»»
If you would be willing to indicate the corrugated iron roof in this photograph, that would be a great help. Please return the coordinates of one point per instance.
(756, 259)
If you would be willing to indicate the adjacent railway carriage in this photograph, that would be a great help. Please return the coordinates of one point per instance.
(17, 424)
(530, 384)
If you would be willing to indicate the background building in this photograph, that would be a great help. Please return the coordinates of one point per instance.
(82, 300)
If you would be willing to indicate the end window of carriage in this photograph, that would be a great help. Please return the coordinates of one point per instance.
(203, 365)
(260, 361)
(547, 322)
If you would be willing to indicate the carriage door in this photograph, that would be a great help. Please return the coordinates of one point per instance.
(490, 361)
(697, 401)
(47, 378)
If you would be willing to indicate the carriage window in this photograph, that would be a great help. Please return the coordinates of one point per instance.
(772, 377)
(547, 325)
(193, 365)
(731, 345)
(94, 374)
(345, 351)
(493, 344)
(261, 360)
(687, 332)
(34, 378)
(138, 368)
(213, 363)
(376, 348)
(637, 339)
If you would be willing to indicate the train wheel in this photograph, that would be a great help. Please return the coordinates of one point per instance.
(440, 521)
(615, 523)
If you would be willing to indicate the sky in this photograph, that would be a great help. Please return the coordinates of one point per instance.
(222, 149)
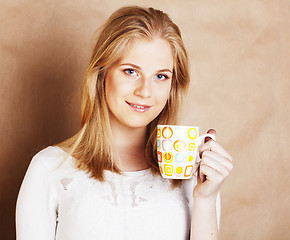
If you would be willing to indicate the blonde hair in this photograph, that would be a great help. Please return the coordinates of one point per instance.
(92, 145)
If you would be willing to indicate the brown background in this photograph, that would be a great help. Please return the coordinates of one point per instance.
(239, 55)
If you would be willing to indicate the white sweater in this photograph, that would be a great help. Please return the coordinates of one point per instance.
(58, 201)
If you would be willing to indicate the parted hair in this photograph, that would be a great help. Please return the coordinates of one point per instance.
(92, 145)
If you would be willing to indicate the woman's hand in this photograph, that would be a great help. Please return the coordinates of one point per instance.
(215, 166)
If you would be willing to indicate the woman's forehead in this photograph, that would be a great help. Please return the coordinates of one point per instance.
(148, 54)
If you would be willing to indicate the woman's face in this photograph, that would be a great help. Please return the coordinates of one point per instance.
(138, 86)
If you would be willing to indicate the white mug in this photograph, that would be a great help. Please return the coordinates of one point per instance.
(177, 150)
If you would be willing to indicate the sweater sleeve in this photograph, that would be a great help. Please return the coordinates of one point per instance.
(36, 208)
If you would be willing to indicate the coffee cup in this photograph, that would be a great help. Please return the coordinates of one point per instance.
(177, 150)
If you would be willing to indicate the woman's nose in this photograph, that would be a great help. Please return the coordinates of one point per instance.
(143, 88)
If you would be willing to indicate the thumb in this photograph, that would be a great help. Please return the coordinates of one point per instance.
(211, 131)
(201, 150)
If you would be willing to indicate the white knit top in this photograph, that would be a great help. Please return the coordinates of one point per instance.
(58, 201)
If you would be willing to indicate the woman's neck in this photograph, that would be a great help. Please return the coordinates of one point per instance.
(130, 145)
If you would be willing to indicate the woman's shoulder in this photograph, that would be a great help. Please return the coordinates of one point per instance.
(51, 157)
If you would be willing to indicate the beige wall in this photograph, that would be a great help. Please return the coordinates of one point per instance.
(239, 53)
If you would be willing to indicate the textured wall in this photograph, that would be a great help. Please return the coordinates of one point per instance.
(239, 54)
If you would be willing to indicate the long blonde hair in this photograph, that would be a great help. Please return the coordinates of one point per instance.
(92, 145)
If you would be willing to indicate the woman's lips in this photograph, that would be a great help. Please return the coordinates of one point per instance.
(139, 107)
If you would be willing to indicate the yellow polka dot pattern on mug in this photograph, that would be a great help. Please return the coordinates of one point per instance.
(176, 151)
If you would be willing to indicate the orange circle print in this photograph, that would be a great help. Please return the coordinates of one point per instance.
(192, 133)
(167, 157)
(167, 132)
(179, 145)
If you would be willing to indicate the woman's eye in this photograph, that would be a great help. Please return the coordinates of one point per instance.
(161, 77)
(130, 72)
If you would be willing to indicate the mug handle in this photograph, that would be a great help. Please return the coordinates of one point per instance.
(199, 142)
(202, 137)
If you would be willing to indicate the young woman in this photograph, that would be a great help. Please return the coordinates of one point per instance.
(104, 182)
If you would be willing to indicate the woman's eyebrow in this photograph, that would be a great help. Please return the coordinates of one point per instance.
(139, 68)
««
# Your assignment
Without the pictures, reproduce every entry exactly as written.

# Result of this exercise
If you would be willing to indicate the corrugated iron roof in this photograph, that would be a great help. Please return the coordinates of one point per instance.
(756, 259)
If you would be willing to indicate the adjacent railway carriage in this photograph, that would be a great help. Please return the coordinates of one point per instance.
(17, 424)
(530, 384)
If you would be willing to indicate the background building in this photograph, that would be a great help. Please return the coordinates of one point per instance.
(82, 300)
If you would be willing to indicate the end window of carriage in this photograph, that would be a great help. Please return the coordinates of one point per instance.
(203, 365)
(260, 361)
(547, 322)
If you would be willing to indicate the carriage door in this photograph, that would be a great help. Please return the coordinates of one point per instance.
(490, 361)
(697, 401)
(47, 378)
If you would be willing to indicate the carriage window in this photograph, that would be a great help. Please return the coordinates of one point per instance.
(772, 377)
(547, 325)
(193, 365)
(731, 345)
(94, 374)
(345, 351)
(493, 344)
(261, 360)
(687, 332)
(34, 378)
(138, 368)
(213, 363)
(376, 348)
(637, 339)
If you would be willing to indicate the train wheel in this photograph, that would be a great help. Please return the coordinates of one point per instance.
(440, 521)
(615, 523)
If you would be willing to indicate the sky in this photograph, that would be a great help. Please return the coordinates of one point per instance.
(222, 149)
If you would be willing to indicate the blonde hair in this photograph, that would be a great help. Please return the coordinates of one point per instance.
(92, 145)
If you would be willing to indicate the brown background in this photograph, that would be a great help. Please return the coordinates of one point per instance.
(239, 55)
If you would be willing to indicate the white sweater in this photograph, that would be a great help. Please return the coordinates of one point per instance.
(58, 201)
If you would be willing to indicate the parted hair in this photograph, that would be a great help. Please return the coordinates of one point per instance.
(92, 145)
If you would be willing to indicate the woman's hand in this photograph, that would be a great help. Please return the coordinates of one point per instance.
(215, 166)
If you would be willing to indicate the woman's forehead in this photograph, that would be a great help. Please return the coordinates of one point per instance.
(148, 54)
If you would be willing to indicate the woman's face in this photograph, that would be a great help. Please return the coordinates of one point per instance.
(138, 86)
If you would be willing to indicate the white mug in this photograph, that would be a great help. Please return the coordinates of one point per instance.
(177, 150)
If you would be willing to indicate the sweater sleeve in this photograph, that would be a great help. Please return the coordinates of one point per instance.
(36, 208)
If you would be willing to indicate the coffee cup in this photograph, that would be a great help. Please return the coordinates of one point per instance.
(177, 150)
If you would be willing to indicate the woman's nose in this photograph, that would be a great help. Please return the coordinates of one point per instance.
(143, 88)
If you would be willing to indicate the thumb in this photograph, that would be a great help. Please return the coordinates of one point per instance.
(211, 131)
(201, 150)
If you would be willing to indicate the white knit top in this photograph, that would be a great help. Please return the coordinates of one point per instance.
(58, 201)
If you would be willing to indicate the woman's neck in this photograph, that would be a great help. Please return the coordinates of one point per instance.
(130, 145)
If you would be willing to indicate the woman's shoulder in this photograph, that would be a great help. Please return the coordinates of one point per instance.
(51, 157)
If you would be willing to indicate the beige wall in this photograph, that would be a great help. Please return the coordinates of one point per instance.
(239, 53)
If you would be willing to indicate the textured wall in this photograph, that would be a great help. Please return the coordinates of one point per instance.
(239, 54)
If you would be willing to indicate the long blonde hair in this photograph, that would be a great help. Please return the coordinates of one point per instance.
(92, 145)
If you would be willing to indicate the woman's lips in this photograph, that would be a great help. Please return the coordinates of one point per instance.
(139, 107)
If you would be willing to indicate the yellow polka dot pattern on mug in this photograph, that would be a great help. Please return the coordinates of one point per instance.
(176, 151)
If you would be willing to indicate the orange circle print in this photograph, that would be a great help. Please return the coordinates of one point per instance.
(192, 133)
(167, 157)
(167, 132)
(179, 145)
If you would be willing to indicate the woman's eye in this photograph, that would be a great help. Please return the coordinates of one point per instance.
(161, 77)
(130, 72)
If you would be willing to indicate the mug handle in this photograph, that would be a great help. Please return the coordinates of one point per instance.
(199, 142)
(202, 137)
If you would be willing to indicate the young woman in this photograph, that would be a great help. Please return the coordinates of one point per instance.
(104, 182)
If you would be willing to indicate the woman's eyebrow in this photograph, that would be a great help. Please return the coordinates of one point per instance.
(139, 68)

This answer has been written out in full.